◆ **PROBLEM REQUIREMENTS**: Set every entry down again exactly, excluding any pictures.

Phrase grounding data
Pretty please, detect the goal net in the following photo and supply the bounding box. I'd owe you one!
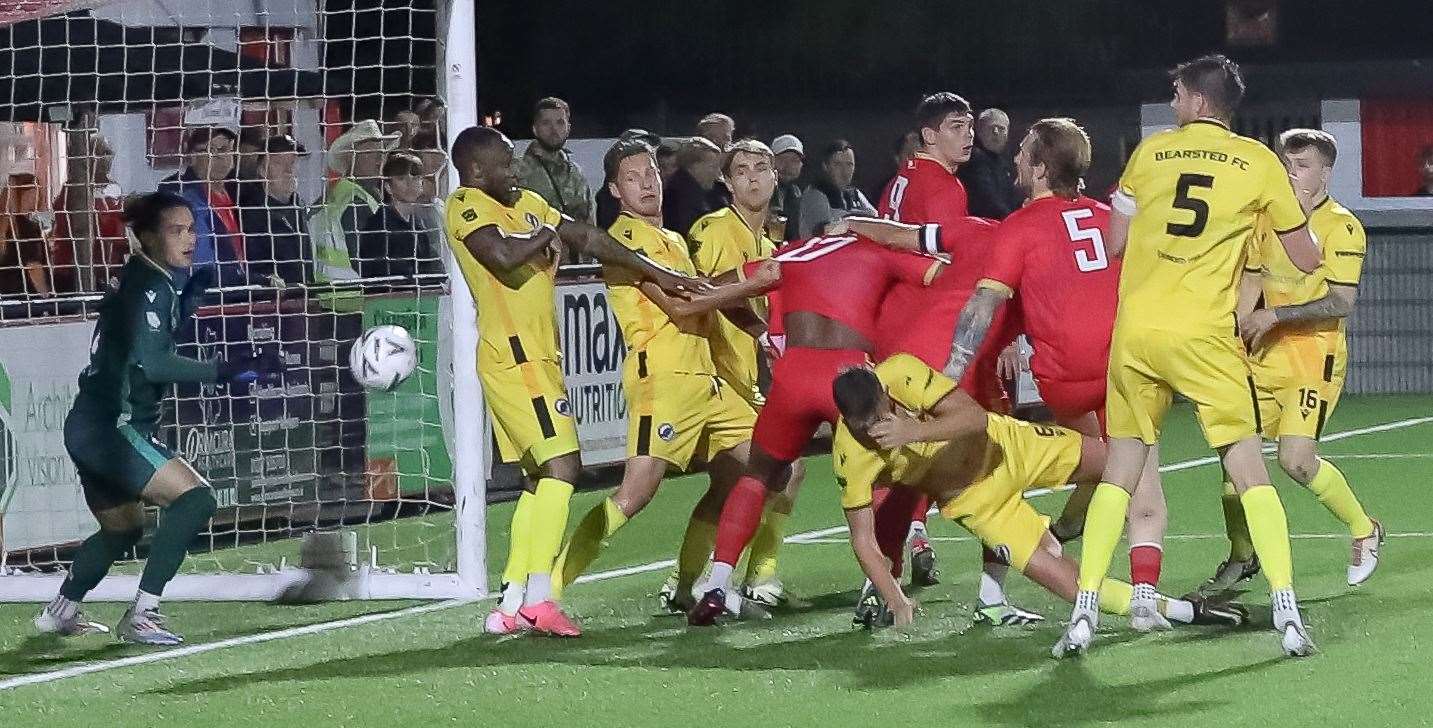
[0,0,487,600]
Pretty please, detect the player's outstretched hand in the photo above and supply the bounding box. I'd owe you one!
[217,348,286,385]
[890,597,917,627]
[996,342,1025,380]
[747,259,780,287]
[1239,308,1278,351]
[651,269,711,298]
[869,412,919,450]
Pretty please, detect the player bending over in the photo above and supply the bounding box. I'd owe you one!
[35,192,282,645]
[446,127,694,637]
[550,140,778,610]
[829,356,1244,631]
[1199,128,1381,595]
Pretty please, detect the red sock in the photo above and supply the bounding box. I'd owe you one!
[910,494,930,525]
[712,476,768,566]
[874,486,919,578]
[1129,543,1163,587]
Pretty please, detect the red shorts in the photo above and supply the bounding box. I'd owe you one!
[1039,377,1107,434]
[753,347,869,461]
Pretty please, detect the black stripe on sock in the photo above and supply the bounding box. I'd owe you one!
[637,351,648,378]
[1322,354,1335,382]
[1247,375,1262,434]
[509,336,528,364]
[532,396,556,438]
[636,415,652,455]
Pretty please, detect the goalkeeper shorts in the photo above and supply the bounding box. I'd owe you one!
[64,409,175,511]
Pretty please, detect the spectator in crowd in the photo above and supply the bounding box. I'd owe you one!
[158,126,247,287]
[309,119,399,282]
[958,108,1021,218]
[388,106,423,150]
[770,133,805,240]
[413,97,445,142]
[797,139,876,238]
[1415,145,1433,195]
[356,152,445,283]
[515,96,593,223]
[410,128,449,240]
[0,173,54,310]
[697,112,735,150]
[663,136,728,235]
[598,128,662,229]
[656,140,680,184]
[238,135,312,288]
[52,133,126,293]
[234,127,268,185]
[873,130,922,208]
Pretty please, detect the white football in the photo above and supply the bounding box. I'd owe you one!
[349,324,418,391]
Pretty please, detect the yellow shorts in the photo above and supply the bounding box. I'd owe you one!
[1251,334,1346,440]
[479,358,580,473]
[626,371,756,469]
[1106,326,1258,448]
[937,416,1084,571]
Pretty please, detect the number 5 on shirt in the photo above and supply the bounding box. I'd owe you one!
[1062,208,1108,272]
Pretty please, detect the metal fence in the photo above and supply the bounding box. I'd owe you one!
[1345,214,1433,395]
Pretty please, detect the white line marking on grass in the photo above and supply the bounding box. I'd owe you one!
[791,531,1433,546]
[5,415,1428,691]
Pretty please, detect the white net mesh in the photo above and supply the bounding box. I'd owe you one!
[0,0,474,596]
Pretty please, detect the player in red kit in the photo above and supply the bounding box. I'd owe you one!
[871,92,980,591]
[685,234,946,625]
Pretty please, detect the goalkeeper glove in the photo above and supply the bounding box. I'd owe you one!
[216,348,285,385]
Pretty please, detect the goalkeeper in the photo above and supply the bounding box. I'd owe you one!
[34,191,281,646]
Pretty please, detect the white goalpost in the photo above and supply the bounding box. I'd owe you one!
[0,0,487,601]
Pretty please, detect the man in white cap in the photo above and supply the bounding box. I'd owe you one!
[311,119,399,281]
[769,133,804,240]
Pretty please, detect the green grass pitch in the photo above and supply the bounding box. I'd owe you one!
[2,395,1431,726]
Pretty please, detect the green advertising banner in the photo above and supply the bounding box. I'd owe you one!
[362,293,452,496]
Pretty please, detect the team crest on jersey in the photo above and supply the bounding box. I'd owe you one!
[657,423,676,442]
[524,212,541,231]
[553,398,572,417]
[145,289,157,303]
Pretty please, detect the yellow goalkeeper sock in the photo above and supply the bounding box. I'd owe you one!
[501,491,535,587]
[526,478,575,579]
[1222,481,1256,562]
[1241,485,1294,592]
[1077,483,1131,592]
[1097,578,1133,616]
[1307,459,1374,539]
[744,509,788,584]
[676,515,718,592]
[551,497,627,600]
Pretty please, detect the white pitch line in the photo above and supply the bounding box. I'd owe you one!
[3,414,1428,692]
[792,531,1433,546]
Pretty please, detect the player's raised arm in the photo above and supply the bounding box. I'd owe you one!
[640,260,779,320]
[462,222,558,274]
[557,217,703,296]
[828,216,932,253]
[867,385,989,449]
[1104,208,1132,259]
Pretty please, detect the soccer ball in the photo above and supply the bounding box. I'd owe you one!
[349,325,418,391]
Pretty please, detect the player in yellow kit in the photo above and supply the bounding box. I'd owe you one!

◆ **TASK RESULT**:
Pretty please, detect the goal net in the following photo and supply the bounding box. I'd owe you one!
[0,0,487,600]
Pretty please, detect the player's outstretched hand in the photo above and supply the bounding box. I'd owe you one!
[217,348,286,385]
[890,597,917,627]
[996,342,1025,380]
[747,259,780,287]
[1239,308,1278,351]
[651,269,711,298]
[869,412,919,450]
Pretty please, detect the player bending over in the photo above and supply the bounding box. I'd owe you one!
[35,192,282,645]
[446,127,694,637]
[550,140,778,610]
[829,356,1244,631]
[1199,128,1381,595]
Pretty please, detect the red sock in the photo above and supply the bounding box. I'd owe you one!
[910,494,930,525]
[712,476,768,566]
[874,486,919,578]
[1129,543,1163,587]
Pretty please, detect the red shorts in the photo above and supply the bounding box. I'd owe you one!
[1039,377,1107,434]
[753,347,869,461]
Pretty please, detect the black stripe on sock in the photo above and supply the bounding box. I'd owe you one!
[637,351,648,378]
[1322,354,1335,382]
[1247,375,1262,434]
[509,336,528,364]
[532,396,556,438]
[636,415,652,455]
Pretty please, detect the goalkeeper shorts in the photo above and supply the bounding box. I'd owe you one!
[64,409,175,511]
Pretty please, detect the spectator in crowd in the photo above and supply the bounding box. I'd owe you one!
[158,126,247,287]
[309,119,399,282]
[958,108,1021,218]
[388,106,423,150]
[770,133,805,240]
[413,97,445,142]
[797,139,876,238]
[1415,145,1433,195]
[356,152,445,283]
[515,96,593,223]
[410,128,449,240]
[0,173,54,310]
[697,112,735,150]
[663,136,728,235]
[598,128,662,229]
[656,140,680,184]
[238,135,312,288]
[52,133,126,293]
[234,127,268,185]
[873,130,922,208]
Pretty please, detect the white football in the photo above and supply the bounding box. I'd owe you one!
[349,324,418,391]
Pretty please, detect the yellow shorts in the photo above and supply the bounding box. I'd owe you one!
[1251,334,1346,440]
[479,358,580,473]
[626,371,756,469]
[1106,326,1258,448]
[937,416,1084,571]
Pretty please, detect the number 5 on shirt in the photo above and supply the bounding box. I'd owe you one!
[1062,208,1108,272]
Pretty please, detect the metal fence in the photo above and supply the bounding box. I'd owe you one!
[1345,214,1433,395]
Pretty please, detect the white line marking on grass in the photo above and supply the bounding box. I'd owe you one!
[791,531,1433,546]
[5,415,1428,691]
Pretty please, detect the white net mesh in the photo above and supply the bounding box. I'd owe you one!
[0,0,474,596]
Pretty please, detect the player in red kit in the photo above and supply the bounding box. I'd owe you one!
[871,92,980,591]
[685,234,946,625]
Pretty please, detect the goalkeeper glove in the photo above and supply the bounding box. I'd owe you one!
[216,348,285,385]
Pretty please, detect the goalkeeper in the photo above and supply the bounding box. I'd owe you one!
[34,191,281,646]
Pretty please, detect the white goalpost in the photo above and supply the bounding box. I'd owe you one!
[0,0,487,601]
Pretty please, detect the man in white cap in the photo above and supply the bounding box. I'd owe you one!
[311,119,399,281]
[769,133,804,240]
Pretty please, detect the green grass pitch in the photo above and supply the bounding box. I'd owe you one!
[2,395,1431,726]
Pretty please, detect the green advertising banner in the photo above and supply the bounding box. I'd owe you one!
[362,293,452,496]
Pretty please, detect the team crest on jersey in the photo above and supply the bounding box. I'd owe you one!
[657,423,676,442]
[524,212,541,231]
[553,398,572,417]
[145,289,157,303]
Pretty please, detect the yellow goalkeeper sock in the photo above and supply the bounding box. I'd owe you one!
[501,491,535,587]
[526,478,575,579]
[1222,481,1256,562]
[1241,485,1294,592]
[1077,483,1131,592]
[1097,578,1133,616]
[1307,459,1374,539]
[744,509,788,584]
[676,515,718,592]
[551,497,627,600]
Pretty please, detect the white pitch line in the photo above and supply the bounding box. I'd owe you one!
[3,414,1428,692]
[792,531,1433,546]
Pretty please, detect the player's raised arm in the photo above and supply the bounding box. I'd owe you one!
[640,260,779,320]
[462,222,558,274]
[557,217,703,296]
[828,216,932,253]
[867,385,989,449]
[1104,208,1132,259]
Pretty please, detect the soccer ball in the photo above and supply the bounding box. I'd owe you one!
[349,325,418,391]
Pretty please, detect the player in yellow kit in the photo above and supply the bounding box. I'd owe you one!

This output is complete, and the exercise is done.